**PROVIDED INFORMATION:**

::::::

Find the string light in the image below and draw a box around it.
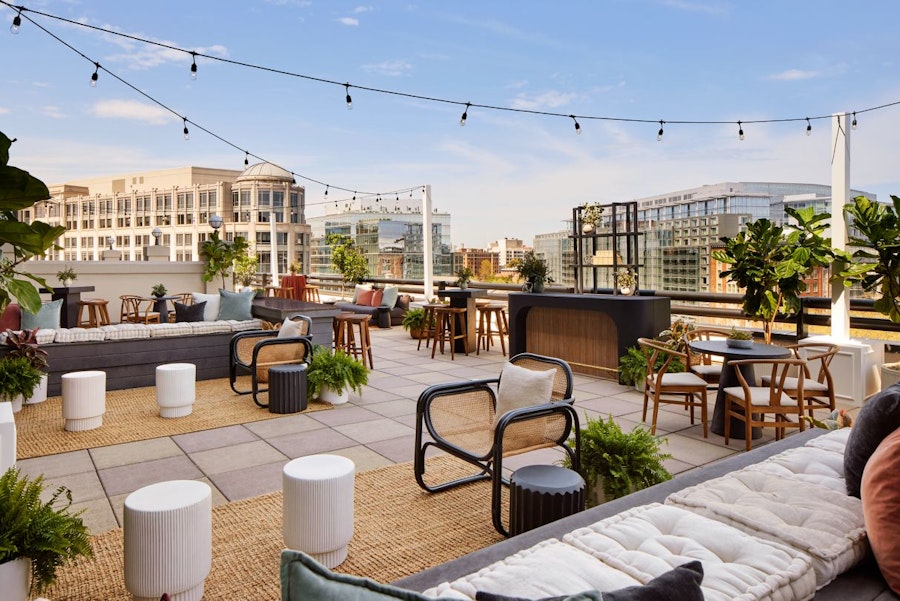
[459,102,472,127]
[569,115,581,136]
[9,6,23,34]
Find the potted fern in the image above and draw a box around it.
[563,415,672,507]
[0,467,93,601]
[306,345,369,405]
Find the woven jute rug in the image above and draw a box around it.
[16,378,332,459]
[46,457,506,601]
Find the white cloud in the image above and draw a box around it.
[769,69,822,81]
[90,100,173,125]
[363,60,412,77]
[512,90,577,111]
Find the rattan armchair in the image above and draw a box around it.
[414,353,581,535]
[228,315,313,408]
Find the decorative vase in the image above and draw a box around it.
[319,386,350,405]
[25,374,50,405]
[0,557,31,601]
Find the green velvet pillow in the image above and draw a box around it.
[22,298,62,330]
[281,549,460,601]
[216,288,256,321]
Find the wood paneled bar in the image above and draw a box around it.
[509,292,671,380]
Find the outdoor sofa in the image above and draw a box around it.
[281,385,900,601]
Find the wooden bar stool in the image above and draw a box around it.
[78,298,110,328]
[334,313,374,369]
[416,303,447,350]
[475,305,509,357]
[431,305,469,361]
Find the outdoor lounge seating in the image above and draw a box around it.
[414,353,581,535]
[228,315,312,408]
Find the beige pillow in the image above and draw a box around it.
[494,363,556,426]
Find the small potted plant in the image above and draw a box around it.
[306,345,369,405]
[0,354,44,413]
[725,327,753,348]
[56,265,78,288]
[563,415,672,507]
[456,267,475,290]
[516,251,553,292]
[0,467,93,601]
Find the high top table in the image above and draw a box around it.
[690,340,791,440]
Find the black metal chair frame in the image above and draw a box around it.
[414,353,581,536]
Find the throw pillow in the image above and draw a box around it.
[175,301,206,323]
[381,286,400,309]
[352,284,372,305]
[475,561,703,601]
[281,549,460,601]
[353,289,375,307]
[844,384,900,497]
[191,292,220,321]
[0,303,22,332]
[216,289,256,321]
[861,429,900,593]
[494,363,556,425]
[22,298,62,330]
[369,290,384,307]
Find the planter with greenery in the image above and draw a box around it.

::::::

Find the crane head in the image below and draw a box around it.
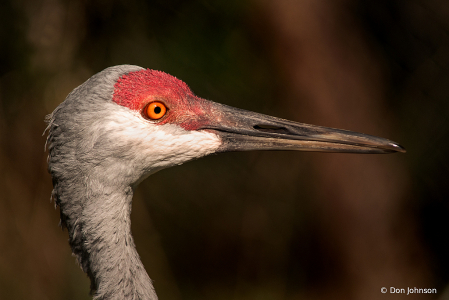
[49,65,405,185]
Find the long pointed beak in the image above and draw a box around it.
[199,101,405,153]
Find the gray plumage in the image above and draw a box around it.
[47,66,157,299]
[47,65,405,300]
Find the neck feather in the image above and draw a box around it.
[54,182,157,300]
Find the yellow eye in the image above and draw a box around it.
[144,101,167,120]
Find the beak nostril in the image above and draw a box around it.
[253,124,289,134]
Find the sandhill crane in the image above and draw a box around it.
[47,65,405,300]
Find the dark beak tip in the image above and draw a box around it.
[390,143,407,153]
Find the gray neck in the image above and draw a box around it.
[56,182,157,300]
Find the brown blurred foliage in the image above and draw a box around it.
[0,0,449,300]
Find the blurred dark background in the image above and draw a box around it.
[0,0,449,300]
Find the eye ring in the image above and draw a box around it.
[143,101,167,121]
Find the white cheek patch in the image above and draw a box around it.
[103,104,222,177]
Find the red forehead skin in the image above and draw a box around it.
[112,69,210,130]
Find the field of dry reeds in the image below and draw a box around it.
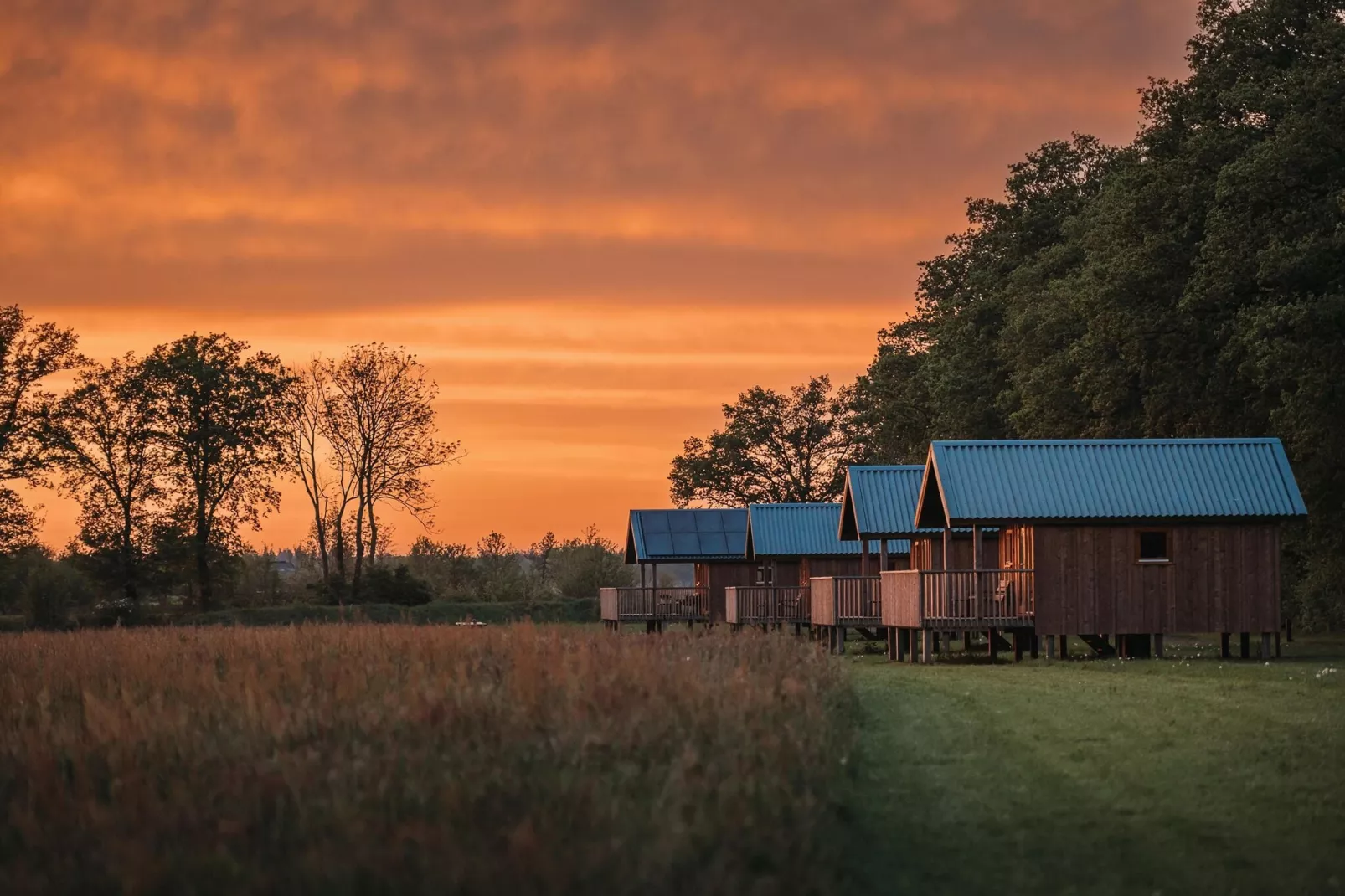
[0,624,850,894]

::::::

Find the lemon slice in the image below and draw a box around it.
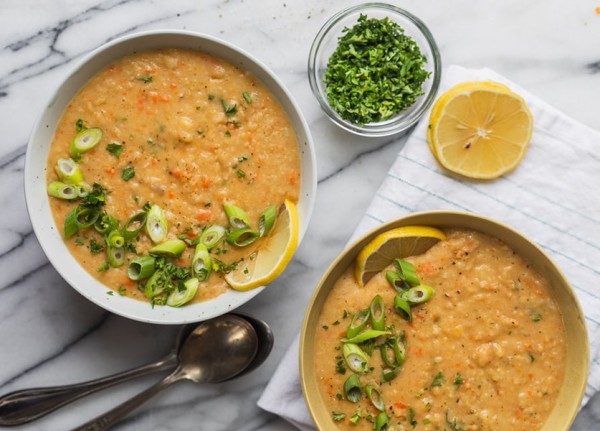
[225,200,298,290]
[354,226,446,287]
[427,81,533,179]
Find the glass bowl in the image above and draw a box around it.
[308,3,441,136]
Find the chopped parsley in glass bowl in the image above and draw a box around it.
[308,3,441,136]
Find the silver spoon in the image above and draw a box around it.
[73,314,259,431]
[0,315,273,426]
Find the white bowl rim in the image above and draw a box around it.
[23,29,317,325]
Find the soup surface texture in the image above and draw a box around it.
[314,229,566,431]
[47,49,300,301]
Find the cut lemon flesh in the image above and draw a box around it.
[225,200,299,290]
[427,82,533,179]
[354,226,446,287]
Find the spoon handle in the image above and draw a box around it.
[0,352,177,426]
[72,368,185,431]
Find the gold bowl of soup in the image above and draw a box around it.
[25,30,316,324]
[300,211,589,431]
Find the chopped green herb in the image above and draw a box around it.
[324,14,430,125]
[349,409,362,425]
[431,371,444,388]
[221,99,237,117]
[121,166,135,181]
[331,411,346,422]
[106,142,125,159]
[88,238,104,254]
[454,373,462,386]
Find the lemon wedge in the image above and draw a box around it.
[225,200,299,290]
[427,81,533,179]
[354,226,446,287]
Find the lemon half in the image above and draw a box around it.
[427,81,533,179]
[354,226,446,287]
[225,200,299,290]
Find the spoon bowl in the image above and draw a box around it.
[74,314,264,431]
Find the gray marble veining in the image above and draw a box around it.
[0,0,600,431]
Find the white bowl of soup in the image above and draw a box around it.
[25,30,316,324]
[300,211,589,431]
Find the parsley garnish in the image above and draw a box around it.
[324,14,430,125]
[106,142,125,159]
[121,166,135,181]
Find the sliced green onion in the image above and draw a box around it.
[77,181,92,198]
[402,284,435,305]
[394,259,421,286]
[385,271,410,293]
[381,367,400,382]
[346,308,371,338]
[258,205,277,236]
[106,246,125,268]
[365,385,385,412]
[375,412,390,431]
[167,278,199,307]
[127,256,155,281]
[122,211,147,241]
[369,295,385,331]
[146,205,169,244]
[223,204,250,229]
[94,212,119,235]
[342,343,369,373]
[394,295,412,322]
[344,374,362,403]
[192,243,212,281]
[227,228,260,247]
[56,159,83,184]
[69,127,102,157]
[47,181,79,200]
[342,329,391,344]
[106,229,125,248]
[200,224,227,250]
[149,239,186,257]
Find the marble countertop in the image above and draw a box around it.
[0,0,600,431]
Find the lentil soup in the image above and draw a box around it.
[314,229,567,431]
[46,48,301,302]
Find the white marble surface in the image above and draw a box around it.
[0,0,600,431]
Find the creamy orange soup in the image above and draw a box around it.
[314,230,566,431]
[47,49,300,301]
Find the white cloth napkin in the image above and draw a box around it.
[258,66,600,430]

::::::

**EXERCISE PROMPT:** Copy out, word for word, the rows that begin at the line containing "Find the outdoor lounge" and end at the line containing "Find the planter". Include both of those lines.

**TASK OUTPUT:**
Find the outdoor lounge seating in the image above and draw a box around it.
[414,353,581,535]
[228,315,312,408]
Find the beige pillow in the image above and draw a box around it.
[494,363,556,426]
Find the small potted plant in the image above and draw a box around it.
[306,345,369,405]
[0,354,44,413]
[725,327,753,348]
[56,265,78,288]
[563,415,672,507]
[456,267,475,290]
[516,251,553,292]
[0,467,93,601]
Find the high top table in the image above and draw a box around it.
[690,340,791,440]
Find the black metal chair frame in the image above and draw a box around it.
[414,353,581,536]
Find the throw pillow in the image above and draw a box around it.
[175,301,206,323]
[381,286,400,309]
[352,284,372,305]
[475,561,703,601]
[281,549,460,601]
[353,289,375,307]
[844,384,900,497]
[191,292,220,321]
[0,303,22,332]
[216,289,256,321]
[861,429,900,593]
[494,363,556,425]
[22,298,62,330]
[369,290,384,307]
Find the planter with greenery in the image above and draw a box around it.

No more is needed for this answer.